▸ **Selected text**
Content starts
The introduction leads into the main body of the report. It should also
incude a clear description of the site and location
2. METHODOLOGY and DATA SOURCES
A large number of methods are available and are used. A
description of the details how the report was compiled and a
description of the methodology used for the analysis is important.
Proposed new legislation and SANS Code of Practice on the Risk
Assessment in South Africa will provide clearer guidance .Where changes
have been made to the approach to Hazard Identification, Consequence
Assessment, Failure Frequency and Probability Estimation, and Risk
Analysis taken must be specified.
Sources of data should be clearly identified so that the analysis is
reproducible from the base data if necessary. All assumptions,
including operating philosophy and any modelling simplifications should
be thoroughly discussed.
2.1 HAZARD IDENTIFICATION
This is a critical aspect of the MHI Risk Assessment. All chemicals,
processes and activities should be identified and their potential
controls and potential risk determined. Sometimes risk assessors ignore
simple issues which could present a significant risk. For example dust
on floors and around equipment or on rafters. This dust could be
flammable and explosive .This section should present the hazards that
were identified as a part of the process and the means by which the
task was completed (HAZID, HAZOP, etc.). The personnel that
participated in hazard identification should be noted. In South African
terms this must be the SANAS accredited MHI Risk Assessor.
2.2. CONSEQUENCE ASSESSMENT
The results of the consequence assessment must be presented a. The
worst case or cases must be provided and these should clearly
illustrate the potential effects and areas of concern. Alternative
scenario(s) must also be determined and modelled. These should also
identify the risks and areas of concern or impact. The means by which
losses are defined should be detailed
2.3 FREQUENCY ASSESSMENT
For a risk to occur a loss of containment or control has to occur. MHI
require the actual or potential failure rate to be determined or
calculated. Currently there are many sources of the data. These include
UK HSE failure rates, Bevi and many others. New SA legislation will
provide guidance. The risk assessor should provide details of the
source(s) and also explain the logic behind different failure
mechanisms, details of the logic behind the event trees and fault trees
analyses if used, etc.
Content ends
Extracted data entries:
Content starts
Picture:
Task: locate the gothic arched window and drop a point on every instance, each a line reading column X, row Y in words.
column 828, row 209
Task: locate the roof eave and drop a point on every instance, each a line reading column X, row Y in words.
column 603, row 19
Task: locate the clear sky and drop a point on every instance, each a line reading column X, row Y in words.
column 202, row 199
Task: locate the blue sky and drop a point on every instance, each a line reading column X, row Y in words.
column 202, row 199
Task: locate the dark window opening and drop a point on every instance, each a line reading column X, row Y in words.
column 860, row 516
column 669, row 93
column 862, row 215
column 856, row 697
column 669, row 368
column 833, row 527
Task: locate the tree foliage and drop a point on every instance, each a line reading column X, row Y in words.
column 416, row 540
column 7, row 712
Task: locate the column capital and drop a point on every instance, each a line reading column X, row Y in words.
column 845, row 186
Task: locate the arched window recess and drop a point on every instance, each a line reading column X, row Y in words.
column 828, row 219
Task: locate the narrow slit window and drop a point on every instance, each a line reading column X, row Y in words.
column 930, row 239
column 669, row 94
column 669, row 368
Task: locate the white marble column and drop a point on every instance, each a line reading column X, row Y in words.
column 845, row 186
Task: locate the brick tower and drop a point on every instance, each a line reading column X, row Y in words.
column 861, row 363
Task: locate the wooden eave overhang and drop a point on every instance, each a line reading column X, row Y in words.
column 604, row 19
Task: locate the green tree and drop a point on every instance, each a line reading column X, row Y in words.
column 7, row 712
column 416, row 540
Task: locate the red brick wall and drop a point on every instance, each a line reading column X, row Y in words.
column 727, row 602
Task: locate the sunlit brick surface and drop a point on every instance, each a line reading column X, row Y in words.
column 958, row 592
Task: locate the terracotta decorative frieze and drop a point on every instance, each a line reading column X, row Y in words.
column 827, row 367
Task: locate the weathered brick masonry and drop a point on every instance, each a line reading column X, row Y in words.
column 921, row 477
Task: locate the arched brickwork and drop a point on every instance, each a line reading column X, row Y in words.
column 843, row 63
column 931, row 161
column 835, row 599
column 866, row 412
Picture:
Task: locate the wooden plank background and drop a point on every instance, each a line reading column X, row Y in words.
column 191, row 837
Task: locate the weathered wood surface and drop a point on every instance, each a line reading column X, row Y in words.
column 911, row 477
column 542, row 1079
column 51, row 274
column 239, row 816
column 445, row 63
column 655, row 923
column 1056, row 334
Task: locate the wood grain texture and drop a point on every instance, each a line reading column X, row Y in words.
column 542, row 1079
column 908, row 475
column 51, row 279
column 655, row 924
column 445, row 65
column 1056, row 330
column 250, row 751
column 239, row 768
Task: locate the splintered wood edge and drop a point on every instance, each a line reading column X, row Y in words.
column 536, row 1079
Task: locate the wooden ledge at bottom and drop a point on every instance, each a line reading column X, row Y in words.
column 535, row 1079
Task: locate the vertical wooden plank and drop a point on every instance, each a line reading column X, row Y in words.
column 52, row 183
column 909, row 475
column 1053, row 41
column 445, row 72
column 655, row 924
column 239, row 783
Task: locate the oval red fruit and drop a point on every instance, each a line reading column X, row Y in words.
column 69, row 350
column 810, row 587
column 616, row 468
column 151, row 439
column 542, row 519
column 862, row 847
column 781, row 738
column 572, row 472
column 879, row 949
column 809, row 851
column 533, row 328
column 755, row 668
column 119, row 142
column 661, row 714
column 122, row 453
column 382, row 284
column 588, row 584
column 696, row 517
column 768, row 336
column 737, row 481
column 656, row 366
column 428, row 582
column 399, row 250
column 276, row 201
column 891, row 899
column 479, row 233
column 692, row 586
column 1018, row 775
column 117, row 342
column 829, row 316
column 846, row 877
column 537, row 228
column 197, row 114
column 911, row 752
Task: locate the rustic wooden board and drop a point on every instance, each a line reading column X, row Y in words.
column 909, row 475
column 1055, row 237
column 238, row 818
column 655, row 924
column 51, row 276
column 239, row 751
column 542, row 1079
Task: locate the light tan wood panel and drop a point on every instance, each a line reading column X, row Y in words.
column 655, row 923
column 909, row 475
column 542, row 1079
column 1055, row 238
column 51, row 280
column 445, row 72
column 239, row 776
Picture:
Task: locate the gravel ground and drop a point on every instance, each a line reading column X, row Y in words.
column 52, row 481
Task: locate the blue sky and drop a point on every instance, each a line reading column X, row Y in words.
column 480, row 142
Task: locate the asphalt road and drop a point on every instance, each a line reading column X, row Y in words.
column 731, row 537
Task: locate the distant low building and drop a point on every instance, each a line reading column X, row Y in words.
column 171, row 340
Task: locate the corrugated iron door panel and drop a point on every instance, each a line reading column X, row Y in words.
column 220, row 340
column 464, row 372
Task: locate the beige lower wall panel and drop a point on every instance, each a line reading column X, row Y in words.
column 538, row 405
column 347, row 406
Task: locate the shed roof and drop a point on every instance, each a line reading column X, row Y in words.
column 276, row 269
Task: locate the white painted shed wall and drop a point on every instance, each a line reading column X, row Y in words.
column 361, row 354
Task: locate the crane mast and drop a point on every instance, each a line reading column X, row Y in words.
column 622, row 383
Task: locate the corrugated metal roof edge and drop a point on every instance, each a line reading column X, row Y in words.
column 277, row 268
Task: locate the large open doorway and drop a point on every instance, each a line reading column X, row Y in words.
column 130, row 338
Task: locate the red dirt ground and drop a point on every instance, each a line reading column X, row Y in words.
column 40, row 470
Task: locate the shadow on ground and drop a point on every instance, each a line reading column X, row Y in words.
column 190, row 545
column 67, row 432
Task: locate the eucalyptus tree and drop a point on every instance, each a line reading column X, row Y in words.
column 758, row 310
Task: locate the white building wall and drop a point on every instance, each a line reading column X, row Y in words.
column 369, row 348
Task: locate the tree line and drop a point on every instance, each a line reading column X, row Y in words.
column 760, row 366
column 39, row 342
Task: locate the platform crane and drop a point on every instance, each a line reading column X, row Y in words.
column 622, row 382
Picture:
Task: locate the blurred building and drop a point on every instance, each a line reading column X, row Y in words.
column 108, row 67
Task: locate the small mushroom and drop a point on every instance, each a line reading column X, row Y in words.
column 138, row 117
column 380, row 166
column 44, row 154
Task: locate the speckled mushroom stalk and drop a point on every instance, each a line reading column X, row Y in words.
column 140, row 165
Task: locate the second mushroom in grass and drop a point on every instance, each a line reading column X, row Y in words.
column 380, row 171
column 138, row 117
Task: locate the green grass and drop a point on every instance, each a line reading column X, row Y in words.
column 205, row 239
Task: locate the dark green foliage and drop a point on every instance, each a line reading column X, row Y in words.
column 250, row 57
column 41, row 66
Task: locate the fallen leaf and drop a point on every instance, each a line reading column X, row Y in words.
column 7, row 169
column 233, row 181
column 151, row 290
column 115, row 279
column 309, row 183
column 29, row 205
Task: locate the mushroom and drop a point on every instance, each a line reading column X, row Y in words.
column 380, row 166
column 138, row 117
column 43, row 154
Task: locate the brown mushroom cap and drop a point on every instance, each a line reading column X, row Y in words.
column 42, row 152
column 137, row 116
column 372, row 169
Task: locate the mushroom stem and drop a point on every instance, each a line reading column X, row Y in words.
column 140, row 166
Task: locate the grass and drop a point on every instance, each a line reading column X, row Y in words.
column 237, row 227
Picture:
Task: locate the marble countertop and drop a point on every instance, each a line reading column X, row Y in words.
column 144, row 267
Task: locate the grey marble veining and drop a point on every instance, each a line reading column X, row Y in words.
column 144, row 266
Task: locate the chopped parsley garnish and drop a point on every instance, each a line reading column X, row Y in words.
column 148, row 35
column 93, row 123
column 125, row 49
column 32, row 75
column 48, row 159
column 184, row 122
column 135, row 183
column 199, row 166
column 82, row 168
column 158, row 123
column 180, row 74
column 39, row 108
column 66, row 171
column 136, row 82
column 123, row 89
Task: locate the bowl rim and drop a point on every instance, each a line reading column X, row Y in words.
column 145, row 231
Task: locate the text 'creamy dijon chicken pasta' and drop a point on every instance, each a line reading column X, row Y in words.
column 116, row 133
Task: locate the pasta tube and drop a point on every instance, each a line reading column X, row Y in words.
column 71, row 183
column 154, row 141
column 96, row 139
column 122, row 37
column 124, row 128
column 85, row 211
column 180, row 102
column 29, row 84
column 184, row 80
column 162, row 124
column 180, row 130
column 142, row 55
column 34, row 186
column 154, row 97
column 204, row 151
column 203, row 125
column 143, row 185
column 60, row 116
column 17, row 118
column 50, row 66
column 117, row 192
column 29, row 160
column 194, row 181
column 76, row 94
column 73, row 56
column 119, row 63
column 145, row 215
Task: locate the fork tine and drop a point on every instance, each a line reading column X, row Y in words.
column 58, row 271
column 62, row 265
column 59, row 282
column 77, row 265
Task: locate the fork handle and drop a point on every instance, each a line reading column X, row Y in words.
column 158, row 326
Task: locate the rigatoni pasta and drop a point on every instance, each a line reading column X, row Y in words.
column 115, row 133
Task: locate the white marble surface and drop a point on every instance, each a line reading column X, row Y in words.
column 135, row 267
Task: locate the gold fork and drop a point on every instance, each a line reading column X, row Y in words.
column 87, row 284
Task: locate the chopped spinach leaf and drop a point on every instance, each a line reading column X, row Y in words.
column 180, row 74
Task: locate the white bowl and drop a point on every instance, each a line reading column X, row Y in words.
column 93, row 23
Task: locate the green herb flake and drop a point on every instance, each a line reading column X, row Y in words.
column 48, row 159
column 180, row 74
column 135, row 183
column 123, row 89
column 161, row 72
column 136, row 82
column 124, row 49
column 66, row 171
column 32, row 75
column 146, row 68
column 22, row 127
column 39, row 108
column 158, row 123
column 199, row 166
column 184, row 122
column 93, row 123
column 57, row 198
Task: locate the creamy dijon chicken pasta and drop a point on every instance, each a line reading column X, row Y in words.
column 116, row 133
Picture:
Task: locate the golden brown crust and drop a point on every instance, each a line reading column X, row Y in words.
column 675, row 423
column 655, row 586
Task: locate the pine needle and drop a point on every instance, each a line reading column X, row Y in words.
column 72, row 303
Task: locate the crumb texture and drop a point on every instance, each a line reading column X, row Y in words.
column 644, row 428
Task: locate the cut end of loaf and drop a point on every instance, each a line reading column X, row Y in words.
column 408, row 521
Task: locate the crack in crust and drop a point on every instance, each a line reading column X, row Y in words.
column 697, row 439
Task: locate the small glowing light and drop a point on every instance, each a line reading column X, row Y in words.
Content ends
▸ **The task**
Change "Proposed" to "Planned" and give the risk assessment report guidance again, starting with "The introduction leads" and going on through "must be specified.". These entries were taken from a different source than the text.

▸ **Solution for this task**
The introduction leads into the main body of the report. It should also
incude a clear description of the site and location
2. METHODOLOGY and DATA SOURCES
A large number of methods are available and are used. A
description of the details how the report was compiled and a
description of the methodology used for the analysis is important.
Planned new legislation and SANS Code of Practice on the Risk
Assessment in South Africa will provide clearer guidance .Where changes
have been made to the approach to Hazard Identification, Consequence
Assessment, Failure Frequency and Probability Estimation, and Risk
Analysis taken must be specified.